1 John 5

1Een iegelijk, die gelooft, dat Jezus is de Christus, die is uit God geboren; en een iegelijk, die liefheeft Dengene, Die geboren heeft, die heeft ook lief dengene, die uit Hem geboren is.
 gelooft Namelijk met zodanig een geloof, dat vergezeld is van alles wat tot een oprecht geloof behoort; zie 1Jo 4:2.
,
 de Christus, Dat is, de ware en beloofde Messias. Zie Joh 20:31.
,
 Dengene Dat is, den Vader.
,
 dengene Dat is, zijn kinderen; hetwelk, dewijl het zo is onder de mensen, zo bewijst de apostel daarmee, dat als men God liefheeft men ook al de kinderen Gods moet liefhebben, die uit Hem geboren zijn.
2Hieraan kennen wij, dat wij de kinderen Gods liefhebben, wanneer wij God liefhebben, en Zijn geboden bewaren.
 wanneer wij God Want uit de liefde Gods, als een oorsprong en fontein, moet de liefde van den naaste spruiten en voortkomen.
3Want dit is de liefde Gods, dat wij Zijn geboden bewaren; en Zijn geboden zijn niet zwaar.

# GEGEVEN MATERIAAL
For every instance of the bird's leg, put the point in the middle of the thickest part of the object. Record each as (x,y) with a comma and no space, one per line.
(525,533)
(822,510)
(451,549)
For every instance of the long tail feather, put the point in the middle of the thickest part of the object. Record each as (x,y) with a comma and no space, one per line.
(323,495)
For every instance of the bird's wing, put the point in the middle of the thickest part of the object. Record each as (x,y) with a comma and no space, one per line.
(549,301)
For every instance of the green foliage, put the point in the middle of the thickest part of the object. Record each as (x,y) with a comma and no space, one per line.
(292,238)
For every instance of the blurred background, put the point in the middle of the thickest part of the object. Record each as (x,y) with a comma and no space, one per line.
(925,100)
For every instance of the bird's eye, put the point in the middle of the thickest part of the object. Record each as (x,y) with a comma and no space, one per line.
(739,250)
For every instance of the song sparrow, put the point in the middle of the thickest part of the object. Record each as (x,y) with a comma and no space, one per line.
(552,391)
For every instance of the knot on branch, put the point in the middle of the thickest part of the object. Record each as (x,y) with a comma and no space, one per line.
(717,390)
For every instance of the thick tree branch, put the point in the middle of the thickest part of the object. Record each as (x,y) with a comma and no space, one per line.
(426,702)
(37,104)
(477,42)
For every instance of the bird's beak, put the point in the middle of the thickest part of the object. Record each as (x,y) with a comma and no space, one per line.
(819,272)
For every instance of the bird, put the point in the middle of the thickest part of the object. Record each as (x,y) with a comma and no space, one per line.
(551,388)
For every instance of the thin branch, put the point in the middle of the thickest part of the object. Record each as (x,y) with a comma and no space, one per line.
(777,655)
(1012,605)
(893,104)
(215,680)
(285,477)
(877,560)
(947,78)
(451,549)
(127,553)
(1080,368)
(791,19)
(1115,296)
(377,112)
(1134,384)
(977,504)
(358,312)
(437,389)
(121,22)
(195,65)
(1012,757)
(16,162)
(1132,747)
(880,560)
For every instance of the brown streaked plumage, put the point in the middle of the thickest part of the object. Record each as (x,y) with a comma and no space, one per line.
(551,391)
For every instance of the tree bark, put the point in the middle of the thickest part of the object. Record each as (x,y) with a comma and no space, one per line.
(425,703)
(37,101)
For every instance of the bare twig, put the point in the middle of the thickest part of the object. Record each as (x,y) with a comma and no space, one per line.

# OPDRACHTEN
1: Som alle woorden of woordgroepen op die in de gegeven tekst in een toelichting worden verklaard.
2: Vat de gegeven tekst samen in twee zinnen.
3: Typ het deel van de gegeven tekst tussen "1Een iegelijk, die" en "is, den Vader.", beide inbegrepen, letterlijk over.
Het materiaal speelt hierbij geen enkele rol.

# DE OPLOSSINGEN
1: gelooft; de Christus; Dengene; dengene; wanneer wij God

2: Wie gelooft dat Jezus de Christus is, is uit God geboren, en wie de Vader liefheeft, heeft ook Zijn kinderen lief. Dat wij de kinderen Gods liefhebben, blijkt wanneer wij God liefhebben en Zijn geboden bewaren, en die geboden zijn niet zwaar.

3:
1Een iegelijk, die gelooft, dat Jezus is de Christus, die is uit God geboren; en een iegelijk, die liefheeft Dengene, Die geboren heeft, die heeft ook lief dengene, die uit Hem geboren is.
 gelooft Namelijk met zodanig een geloof, dat vergezeld is van alles wat tot een oprecht geloof behoort; zie 1Jo 4:2.
,
 de Christus, Dat is, de ware en beloofde Messias. Zie Joh 20:31.
,
 Dengene Dat is, den Vader.